[Object pointing dataset rows]
━━━━━━━━━━━━━━━━
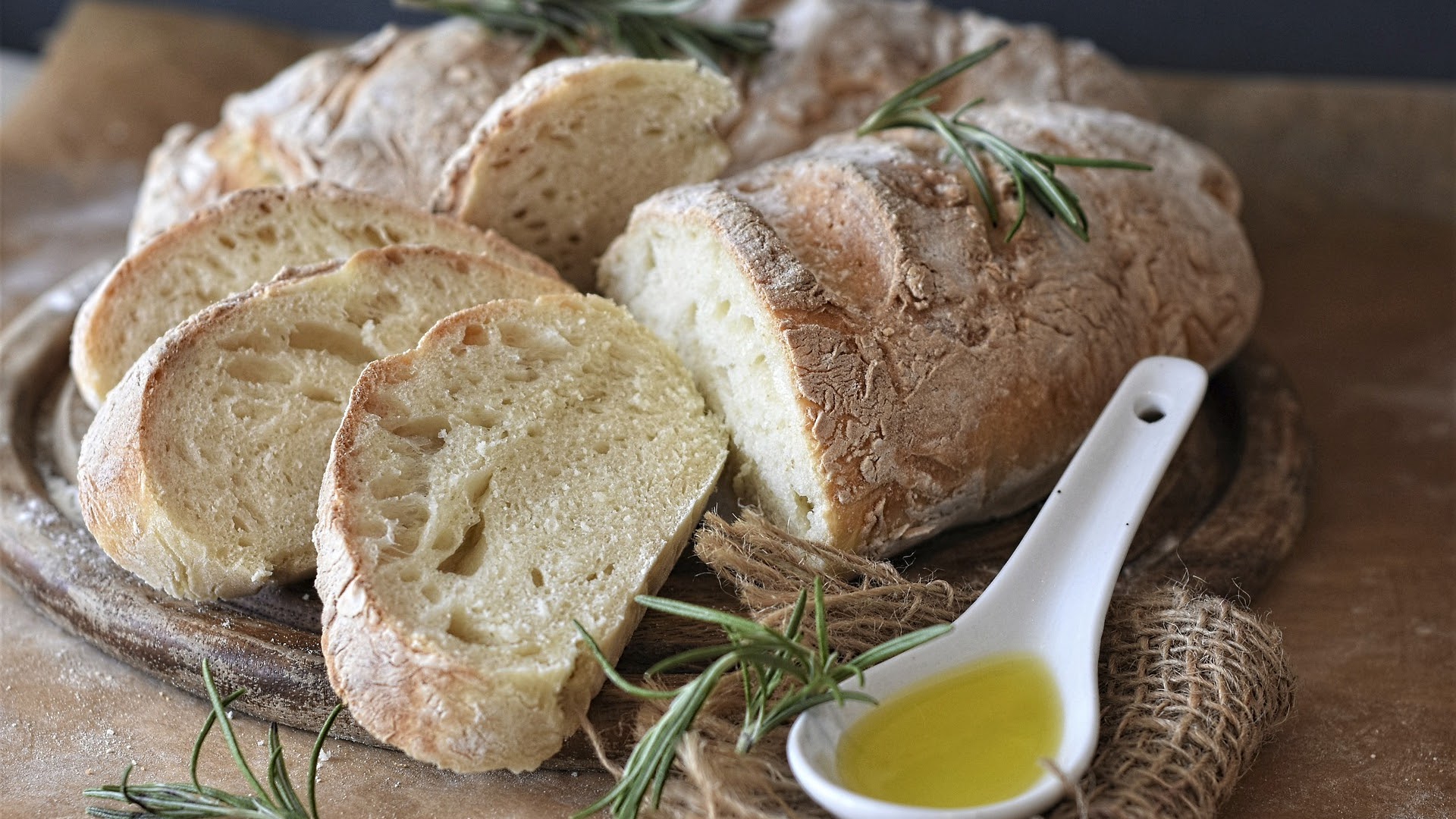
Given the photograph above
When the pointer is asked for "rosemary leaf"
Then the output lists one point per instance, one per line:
(1031, 172)
(196, 800)
(781, 675)
(644, 28)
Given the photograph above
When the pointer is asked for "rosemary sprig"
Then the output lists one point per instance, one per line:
(644, 28)
(783, 678)
(1030, 171)
(196, 800)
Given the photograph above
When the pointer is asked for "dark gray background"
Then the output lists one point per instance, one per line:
(1405, 38)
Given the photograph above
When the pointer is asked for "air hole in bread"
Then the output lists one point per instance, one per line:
(425, 433)
(315, 392)
(482, 417)
(255, 369)
(468, 557)
(391, 485)
(376, 237)
(473, 335)
(324, 338)
(462, 627)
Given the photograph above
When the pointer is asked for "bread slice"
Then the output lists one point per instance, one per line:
(560, 159)
(201, 471)
(887, 363)
(529, 464)
(382, 114)
(228, 248)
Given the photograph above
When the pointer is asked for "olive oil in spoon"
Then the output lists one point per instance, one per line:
(963, 723)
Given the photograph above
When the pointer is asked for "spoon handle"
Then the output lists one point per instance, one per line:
(1069, 560)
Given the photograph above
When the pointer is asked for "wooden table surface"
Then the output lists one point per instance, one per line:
(1351, 210)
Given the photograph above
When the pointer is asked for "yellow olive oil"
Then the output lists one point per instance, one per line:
(967, 736)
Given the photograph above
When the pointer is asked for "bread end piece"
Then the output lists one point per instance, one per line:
(546, 463)
(557, 162)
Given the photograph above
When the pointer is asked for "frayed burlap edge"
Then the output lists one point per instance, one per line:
(1193, 686)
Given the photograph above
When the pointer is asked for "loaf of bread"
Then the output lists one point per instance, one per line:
(242, 241)
(388, 112)
(886, 362)
(558, 162)
(201, 471)
(526, 465)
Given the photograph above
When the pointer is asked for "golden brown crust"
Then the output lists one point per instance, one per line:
(121, 316)
(143, 461)
(386, 114)
(944, 373)
(837, 60)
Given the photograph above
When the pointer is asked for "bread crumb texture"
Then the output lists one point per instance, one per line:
(201, 471)
(528, 465)
(239, 242)
(560, 159)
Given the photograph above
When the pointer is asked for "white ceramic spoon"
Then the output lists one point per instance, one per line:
(1050, 598)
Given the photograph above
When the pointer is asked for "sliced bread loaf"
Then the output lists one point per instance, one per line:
(242, 241)
(560, 159)
(529, 464)
(889, 365)
(201, 471)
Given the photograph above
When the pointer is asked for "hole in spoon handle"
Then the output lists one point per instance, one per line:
(1074, 551)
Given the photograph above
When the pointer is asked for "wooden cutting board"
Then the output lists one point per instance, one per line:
(1226, 513)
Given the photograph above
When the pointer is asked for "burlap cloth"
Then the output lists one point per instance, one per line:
(1191, 684)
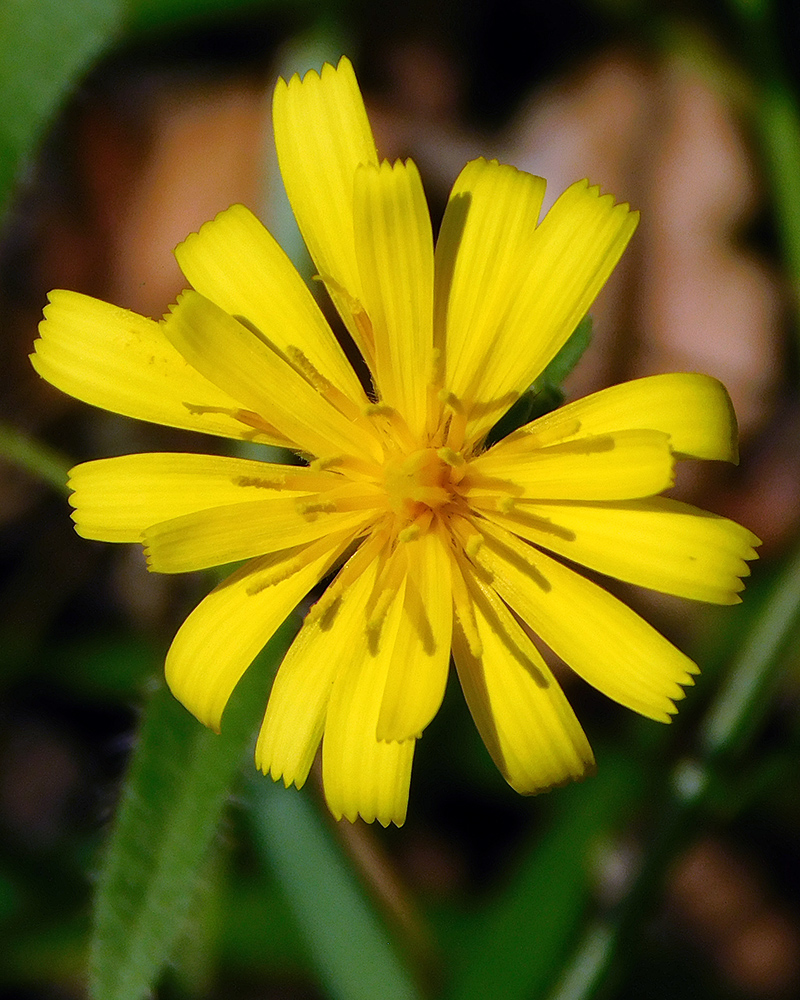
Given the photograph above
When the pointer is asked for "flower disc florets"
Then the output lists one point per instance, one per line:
(440, 549)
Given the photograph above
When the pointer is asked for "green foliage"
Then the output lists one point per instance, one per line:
(349, 944)
(45, 47)
(151, 879)
(547, 391)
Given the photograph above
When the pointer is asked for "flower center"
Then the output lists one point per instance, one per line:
(424, 479)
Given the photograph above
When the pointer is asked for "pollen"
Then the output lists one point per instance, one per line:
(423, 479)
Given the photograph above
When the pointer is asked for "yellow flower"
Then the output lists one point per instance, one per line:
(438, 545)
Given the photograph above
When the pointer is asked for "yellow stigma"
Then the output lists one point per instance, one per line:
(418, 481)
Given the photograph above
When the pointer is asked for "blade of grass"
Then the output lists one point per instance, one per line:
(179, 781)
(516, 947)
(348, 941)
(45, 47)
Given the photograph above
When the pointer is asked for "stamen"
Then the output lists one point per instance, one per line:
(363, 333)
(465, 611)
(547, 434)
(246, 417)
(452, 458)
(324, 386)
(288, 566)
(260, 482)
(311, 508)
(348, 574)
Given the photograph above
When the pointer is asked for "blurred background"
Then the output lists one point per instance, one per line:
(674, 872)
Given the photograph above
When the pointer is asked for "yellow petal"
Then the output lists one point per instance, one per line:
(363, 776)
(322, 134)
(419, 639)
(295, 715)
(224, 633)
(695, 410)
(250, 370)
(619, 466)
(237, 264)
(227, 534)
(519, 708)
(116, 499)
(483, 256)
(603, 641)
(657, 543)
(576, 247)
(394, 248)
(330, 658)
(115, 359)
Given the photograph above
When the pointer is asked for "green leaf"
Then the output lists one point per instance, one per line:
(347, 939)
(546, 393)
(45, 47)
(178, 784)
(516, 947)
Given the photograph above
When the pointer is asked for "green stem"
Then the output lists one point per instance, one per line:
(39, 460)
(692, 787)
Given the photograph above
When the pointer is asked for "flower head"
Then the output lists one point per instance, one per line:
━━━━━━━━━━━━━━━━
§ **YOUR TASK**: Locate every line in the rows above that contains the word "yellow", and copy each of those lines.

§ **EXERCISE RESPONSE**:
When the pointer is asked for "yellow olive oil"
When the pointer is asked for "yellow flower"
When the pointer is asked for "yellow stigma"
When the pointer is asked for "yellow petal"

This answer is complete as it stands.